Description of the task => Continue the essay on unrequited love, beginning right after its last sentence.

***** Text provided

Unrequited Love

Why do we keep on giving to people that don’t give back? What s our inherent flaw that makes us
send that text message, phone call or gift to a person that just doesn’t appreciate it. What gives us
this rather obsessive behavior ?

I have a theory that it is tied to the variable payout. They have conducted studies on gamblers
and found out that the variable reward is the only reason we are entertained. Giving someone
something with constant payout, (i.e. a vending machine ) isn’t intriguing in the slightest.
Give someone a slot machine, and they never know when or how large their reward will be.
This is exciting and the few times you get the reward, you can’t help but justify all the previously
wasted coins.

Apply this to unrequited love. We keep pouring coins in, be it by time, money, or conversation.
We normally don’t get any reward. Our advances get ignored, humored or simply taken for granted.
Occasionally, we get little signs that make our hearts flutter. A few lined up slots, but no jackpot.

**********
***** Material provided

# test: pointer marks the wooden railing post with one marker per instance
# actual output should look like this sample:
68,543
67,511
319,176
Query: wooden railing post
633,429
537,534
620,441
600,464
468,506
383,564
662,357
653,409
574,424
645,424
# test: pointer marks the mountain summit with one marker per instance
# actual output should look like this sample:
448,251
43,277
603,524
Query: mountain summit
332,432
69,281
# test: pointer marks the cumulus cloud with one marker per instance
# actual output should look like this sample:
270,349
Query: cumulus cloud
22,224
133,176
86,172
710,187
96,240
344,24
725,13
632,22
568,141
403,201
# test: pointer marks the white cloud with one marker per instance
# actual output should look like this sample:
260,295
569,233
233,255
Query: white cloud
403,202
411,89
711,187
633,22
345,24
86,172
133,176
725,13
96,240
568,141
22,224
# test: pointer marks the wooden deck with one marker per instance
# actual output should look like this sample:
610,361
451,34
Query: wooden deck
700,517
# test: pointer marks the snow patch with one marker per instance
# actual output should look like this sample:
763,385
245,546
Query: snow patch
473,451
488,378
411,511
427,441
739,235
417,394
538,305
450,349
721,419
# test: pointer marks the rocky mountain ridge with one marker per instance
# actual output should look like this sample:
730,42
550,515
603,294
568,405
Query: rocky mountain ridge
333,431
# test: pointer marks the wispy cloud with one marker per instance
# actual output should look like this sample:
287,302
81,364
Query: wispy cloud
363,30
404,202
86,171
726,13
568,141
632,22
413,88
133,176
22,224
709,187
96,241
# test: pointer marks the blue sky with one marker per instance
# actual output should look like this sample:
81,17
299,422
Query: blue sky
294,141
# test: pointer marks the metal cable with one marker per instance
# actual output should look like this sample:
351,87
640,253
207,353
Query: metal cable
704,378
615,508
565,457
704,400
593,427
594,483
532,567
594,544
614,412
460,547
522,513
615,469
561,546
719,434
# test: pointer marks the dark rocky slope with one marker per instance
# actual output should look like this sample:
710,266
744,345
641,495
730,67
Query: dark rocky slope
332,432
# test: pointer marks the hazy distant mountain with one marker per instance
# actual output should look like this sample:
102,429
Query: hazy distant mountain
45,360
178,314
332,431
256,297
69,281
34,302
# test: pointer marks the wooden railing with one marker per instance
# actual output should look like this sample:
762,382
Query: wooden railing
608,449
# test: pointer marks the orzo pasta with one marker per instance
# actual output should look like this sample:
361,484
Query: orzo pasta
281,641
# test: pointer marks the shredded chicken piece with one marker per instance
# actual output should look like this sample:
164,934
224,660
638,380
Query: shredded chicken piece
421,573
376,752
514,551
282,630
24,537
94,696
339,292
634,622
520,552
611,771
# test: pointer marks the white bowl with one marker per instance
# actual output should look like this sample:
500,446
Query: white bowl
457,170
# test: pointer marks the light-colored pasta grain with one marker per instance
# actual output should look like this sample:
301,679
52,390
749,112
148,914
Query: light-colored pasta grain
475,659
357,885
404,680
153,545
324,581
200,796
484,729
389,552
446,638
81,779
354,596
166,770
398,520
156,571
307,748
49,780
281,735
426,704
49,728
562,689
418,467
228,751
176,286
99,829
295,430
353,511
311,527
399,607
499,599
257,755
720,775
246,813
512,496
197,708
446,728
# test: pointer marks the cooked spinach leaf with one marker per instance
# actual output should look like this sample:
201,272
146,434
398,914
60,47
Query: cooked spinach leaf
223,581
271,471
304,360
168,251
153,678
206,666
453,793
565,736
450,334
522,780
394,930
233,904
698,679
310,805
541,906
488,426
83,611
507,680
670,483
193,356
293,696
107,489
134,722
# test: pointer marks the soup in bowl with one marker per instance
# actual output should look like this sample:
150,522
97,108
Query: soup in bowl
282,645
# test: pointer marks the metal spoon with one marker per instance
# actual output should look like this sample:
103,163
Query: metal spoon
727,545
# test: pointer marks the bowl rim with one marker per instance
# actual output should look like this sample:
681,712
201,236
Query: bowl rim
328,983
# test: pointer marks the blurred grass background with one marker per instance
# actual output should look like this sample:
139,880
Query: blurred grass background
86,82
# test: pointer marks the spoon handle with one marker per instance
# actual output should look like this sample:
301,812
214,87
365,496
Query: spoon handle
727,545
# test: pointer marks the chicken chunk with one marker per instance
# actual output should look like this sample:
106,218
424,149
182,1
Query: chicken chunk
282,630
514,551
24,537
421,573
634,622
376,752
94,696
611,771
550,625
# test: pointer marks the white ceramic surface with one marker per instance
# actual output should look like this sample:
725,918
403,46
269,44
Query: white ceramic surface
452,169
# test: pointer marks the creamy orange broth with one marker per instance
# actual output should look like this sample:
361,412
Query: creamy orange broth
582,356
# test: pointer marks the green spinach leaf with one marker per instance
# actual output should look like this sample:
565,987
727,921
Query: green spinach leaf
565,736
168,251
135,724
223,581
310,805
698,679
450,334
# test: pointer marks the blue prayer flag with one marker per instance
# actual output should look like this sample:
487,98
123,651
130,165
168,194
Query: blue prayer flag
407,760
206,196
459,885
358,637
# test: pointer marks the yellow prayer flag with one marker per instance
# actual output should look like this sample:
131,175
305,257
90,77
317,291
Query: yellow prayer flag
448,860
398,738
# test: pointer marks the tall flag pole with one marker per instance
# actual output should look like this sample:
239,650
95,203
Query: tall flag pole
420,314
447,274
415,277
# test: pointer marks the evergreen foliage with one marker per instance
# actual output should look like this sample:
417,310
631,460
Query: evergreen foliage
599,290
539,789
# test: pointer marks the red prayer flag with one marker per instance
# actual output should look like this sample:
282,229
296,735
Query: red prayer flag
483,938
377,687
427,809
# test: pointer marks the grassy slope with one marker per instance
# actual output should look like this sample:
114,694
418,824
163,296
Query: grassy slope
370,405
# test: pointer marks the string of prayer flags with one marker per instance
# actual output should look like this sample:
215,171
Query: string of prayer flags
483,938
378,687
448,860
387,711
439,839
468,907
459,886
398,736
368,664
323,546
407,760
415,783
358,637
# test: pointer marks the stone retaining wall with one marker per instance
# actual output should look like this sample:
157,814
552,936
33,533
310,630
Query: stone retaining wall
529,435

**********
***** Material provided

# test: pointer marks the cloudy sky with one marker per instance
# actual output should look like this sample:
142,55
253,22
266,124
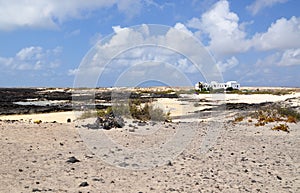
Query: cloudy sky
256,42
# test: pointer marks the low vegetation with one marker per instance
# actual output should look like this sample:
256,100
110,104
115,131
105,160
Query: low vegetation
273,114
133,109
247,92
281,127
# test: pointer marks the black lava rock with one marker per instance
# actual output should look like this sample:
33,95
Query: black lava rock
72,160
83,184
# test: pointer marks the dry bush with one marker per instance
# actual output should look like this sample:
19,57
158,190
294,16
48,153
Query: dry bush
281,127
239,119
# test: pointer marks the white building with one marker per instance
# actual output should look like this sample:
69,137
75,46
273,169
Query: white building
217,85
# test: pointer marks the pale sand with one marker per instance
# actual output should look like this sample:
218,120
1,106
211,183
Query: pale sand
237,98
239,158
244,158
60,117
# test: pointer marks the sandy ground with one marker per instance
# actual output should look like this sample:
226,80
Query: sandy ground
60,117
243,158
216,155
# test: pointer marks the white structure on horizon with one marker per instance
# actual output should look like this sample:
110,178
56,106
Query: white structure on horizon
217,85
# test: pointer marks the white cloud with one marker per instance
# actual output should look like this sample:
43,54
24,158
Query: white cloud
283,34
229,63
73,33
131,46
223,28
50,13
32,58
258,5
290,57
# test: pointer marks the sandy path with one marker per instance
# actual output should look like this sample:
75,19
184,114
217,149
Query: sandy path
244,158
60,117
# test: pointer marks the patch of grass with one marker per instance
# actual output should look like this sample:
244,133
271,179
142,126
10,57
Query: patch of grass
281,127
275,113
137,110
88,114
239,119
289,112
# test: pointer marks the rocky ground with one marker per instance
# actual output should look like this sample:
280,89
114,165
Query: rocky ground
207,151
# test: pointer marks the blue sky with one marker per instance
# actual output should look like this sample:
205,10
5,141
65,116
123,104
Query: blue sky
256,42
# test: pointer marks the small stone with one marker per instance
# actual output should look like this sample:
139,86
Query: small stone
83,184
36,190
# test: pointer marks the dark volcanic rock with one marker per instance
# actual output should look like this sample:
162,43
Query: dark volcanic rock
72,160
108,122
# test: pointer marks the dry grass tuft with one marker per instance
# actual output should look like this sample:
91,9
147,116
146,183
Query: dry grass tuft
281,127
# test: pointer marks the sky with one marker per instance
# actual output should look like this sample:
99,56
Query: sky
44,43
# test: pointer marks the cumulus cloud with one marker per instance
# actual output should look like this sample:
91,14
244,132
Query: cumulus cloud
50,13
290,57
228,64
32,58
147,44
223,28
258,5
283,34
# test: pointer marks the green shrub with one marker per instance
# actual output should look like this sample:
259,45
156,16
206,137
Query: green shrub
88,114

**********

Response below =>
This keeps us pouring in more effort. The relation to gambling is there is an illusion of a pattern.
We get enough rewards so that we keep on playing. Our cells think they’ll figure out the pattern soon.
I think we justify all of the wasted effort in our minds, knowing that once that person just sees it –
just realizes what we already know in our hearts to be true, then they will come running. Like a
switch they will suddenly realize all the betting you’ve been doing for them and reward you.
Like a jackpot.

Problem is, this never happens. Ok, rarely happens. If casino’s suddenly switched the odds and
Gamblers knew they would never going to win. They would eventually quit. They would grow bored.
No variable pay out, no interest, no fun. All the people I know who are betting on unrequited love
need to stop. They need to realize that there will be no jackpot. The love is gone. The person
you keep pouring your heart into just doesn’t care anymore and will never have that epiphany you want them to.

I write this article as someone who has observed, someone who has loved, and someone who has unrequited.
From one direction, I see myself as the casino that never pays out. From the other, the addicted gambler
that knows one more coin will give me my dreams. Just one more coin, then she’ll notice. As an observer,
I’ve watched other couples fall to this trap. The one that wants, and the one that wants something else.
I write this in hopes that I’ll take myself off the table and step out of the casino once and for all. I advice
other people in similar situations to do the same. And of course, the casino won’t even notice your gone.